PROBLEM TO WORK ON =>
Find the line that contains "Target: car wheel" and print it and every line after it, exactly, please.

====================

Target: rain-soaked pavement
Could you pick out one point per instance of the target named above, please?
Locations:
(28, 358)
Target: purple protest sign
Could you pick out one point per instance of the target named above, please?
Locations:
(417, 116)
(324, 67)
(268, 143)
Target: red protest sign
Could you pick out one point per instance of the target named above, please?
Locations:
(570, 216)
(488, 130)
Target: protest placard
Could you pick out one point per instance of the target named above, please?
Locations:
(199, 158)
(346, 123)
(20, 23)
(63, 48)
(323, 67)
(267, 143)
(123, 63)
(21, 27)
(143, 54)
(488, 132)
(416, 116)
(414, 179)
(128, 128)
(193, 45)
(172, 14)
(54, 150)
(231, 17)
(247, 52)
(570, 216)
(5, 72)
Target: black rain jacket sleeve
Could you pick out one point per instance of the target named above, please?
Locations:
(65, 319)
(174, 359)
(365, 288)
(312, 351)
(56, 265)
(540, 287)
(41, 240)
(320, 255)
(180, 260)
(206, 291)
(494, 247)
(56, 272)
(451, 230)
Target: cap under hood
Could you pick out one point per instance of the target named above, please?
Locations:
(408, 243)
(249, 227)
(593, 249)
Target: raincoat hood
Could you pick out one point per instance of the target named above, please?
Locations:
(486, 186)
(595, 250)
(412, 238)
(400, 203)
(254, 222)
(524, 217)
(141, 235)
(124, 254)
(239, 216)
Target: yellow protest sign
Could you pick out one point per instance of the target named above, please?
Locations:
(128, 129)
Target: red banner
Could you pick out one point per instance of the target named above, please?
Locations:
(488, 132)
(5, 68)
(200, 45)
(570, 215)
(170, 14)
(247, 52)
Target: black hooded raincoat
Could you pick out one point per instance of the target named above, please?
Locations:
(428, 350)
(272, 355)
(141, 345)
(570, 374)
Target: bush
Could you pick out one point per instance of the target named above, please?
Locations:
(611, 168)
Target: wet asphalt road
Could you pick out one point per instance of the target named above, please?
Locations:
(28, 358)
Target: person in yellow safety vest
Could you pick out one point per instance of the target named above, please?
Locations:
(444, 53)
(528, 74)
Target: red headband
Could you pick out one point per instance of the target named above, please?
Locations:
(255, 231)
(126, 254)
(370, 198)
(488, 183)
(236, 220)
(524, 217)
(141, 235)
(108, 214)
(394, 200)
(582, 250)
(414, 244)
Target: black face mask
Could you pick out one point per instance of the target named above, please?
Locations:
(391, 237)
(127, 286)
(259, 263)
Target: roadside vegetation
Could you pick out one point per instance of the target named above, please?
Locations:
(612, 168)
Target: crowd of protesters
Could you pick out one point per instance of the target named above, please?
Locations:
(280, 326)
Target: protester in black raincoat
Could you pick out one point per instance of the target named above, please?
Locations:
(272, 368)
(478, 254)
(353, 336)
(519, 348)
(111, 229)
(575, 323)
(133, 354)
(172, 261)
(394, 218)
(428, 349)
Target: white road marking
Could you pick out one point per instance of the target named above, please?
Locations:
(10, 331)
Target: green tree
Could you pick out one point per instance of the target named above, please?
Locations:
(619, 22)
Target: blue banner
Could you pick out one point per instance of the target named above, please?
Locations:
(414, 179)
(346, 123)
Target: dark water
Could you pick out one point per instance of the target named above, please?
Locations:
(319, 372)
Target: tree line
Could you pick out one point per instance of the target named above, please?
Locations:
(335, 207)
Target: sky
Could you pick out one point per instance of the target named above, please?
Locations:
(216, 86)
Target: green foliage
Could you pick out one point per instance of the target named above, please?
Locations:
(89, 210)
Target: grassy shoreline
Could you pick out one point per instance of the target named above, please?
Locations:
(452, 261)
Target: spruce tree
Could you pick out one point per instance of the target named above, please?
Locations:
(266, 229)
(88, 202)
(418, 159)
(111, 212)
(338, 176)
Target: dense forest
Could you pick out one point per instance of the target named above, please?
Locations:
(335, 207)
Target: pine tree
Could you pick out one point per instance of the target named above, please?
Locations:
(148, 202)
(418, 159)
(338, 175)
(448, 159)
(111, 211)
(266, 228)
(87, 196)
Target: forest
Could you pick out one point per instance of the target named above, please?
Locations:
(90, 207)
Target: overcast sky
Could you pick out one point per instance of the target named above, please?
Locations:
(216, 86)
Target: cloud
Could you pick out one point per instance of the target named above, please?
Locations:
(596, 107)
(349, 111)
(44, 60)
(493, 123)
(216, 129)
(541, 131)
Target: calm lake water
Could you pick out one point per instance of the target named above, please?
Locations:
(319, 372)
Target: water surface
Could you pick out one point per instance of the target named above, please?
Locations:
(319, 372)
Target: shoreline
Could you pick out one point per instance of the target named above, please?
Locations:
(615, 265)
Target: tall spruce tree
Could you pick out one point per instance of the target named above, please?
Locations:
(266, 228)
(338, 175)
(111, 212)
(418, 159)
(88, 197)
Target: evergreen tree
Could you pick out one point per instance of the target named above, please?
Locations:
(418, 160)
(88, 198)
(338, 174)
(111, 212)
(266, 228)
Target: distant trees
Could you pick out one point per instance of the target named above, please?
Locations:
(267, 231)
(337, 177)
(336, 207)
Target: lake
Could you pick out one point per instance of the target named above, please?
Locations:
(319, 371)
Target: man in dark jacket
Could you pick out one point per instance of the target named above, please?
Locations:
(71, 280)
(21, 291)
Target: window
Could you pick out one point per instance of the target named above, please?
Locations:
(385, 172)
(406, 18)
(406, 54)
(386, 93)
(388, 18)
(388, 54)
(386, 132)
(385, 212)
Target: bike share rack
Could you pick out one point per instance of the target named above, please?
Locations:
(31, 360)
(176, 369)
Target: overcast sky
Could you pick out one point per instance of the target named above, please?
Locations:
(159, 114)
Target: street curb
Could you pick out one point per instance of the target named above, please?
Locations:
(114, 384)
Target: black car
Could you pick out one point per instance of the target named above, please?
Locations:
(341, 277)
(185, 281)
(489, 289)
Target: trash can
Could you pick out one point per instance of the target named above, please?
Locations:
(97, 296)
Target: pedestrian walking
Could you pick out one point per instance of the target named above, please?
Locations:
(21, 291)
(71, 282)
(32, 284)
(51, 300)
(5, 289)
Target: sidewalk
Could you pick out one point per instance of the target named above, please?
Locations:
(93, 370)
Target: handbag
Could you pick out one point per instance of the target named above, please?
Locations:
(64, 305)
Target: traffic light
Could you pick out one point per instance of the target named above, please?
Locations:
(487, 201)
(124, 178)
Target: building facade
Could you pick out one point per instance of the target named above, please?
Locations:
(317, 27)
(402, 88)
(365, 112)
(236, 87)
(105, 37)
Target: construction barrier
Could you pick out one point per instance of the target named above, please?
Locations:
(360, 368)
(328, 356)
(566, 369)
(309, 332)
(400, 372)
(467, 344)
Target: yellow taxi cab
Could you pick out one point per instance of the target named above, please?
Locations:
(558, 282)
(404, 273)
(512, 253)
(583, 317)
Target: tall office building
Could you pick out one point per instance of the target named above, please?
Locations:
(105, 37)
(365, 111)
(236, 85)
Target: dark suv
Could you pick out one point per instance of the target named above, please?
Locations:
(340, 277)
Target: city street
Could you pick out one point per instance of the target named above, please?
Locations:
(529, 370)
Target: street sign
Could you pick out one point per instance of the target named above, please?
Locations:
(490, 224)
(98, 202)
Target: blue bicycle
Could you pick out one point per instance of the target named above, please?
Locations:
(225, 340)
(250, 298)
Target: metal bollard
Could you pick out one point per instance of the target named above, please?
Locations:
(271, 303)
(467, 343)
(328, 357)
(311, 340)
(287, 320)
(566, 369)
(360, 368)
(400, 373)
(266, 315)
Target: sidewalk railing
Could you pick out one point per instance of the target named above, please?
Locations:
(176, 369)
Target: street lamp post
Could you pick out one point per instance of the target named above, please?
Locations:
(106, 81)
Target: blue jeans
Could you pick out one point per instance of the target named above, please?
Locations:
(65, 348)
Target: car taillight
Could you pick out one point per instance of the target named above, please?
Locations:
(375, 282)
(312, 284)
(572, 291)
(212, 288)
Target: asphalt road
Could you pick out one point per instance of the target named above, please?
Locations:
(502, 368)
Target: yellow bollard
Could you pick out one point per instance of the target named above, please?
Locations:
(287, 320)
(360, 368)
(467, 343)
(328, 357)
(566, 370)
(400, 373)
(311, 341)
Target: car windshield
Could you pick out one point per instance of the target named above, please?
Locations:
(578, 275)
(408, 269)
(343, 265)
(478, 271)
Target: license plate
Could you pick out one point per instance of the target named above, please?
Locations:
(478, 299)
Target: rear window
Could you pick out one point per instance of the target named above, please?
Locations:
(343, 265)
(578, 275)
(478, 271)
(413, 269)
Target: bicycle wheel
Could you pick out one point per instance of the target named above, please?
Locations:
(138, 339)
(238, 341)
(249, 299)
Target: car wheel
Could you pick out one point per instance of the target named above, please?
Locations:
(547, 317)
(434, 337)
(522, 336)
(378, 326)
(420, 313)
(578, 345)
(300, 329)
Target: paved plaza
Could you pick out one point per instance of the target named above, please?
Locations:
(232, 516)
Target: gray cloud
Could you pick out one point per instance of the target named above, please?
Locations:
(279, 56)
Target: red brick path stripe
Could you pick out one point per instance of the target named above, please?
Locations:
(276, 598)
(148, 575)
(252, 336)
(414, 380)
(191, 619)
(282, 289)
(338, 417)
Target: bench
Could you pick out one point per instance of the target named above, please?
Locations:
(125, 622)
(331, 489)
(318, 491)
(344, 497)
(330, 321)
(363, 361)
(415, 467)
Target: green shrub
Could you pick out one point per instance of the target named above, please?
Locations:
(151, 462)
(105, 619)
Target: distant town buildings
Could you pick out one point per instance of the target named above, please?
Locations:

====================

RIGHT ANSWER =>
Target: car wheel
Could you pick out one point per instance of the target named above, please?
Locations:
(547, 317)
(434, 337)
(522, 336)
(378, 326)
(420, 313)
(578, 345)
(300, 329)
Target: paved plaza
Could you pick out one point per instance of the target named above, please?
Locations:
(232, 516)
Target: gray cloud
Could you pick out one point per instance of the target named above, please?
Locations:
(279, 56)
Target: red brick path stripe
Could you pick out one point per instance of the target named above, please?
Locations:
(276, 598)
(148, 575)
(252, 336)
(414, 380)
(191, 619)
(282, 289)
(338, 417)
Target: bench
Could you pick out one point per instance of the target named above, please?
Locations:
(125, 622)
(331, 489)
(318, 491)
(344, 497)
(330, 321)
(363, 361)
(415, 467)
Target: green shrub
Could you pick out one point per instance of the target named above, please?
Locations:
(151, 462)
(105, 619)
Target: distant town buildings
Could you pick out one point per instance of the target named above, please?
Locations:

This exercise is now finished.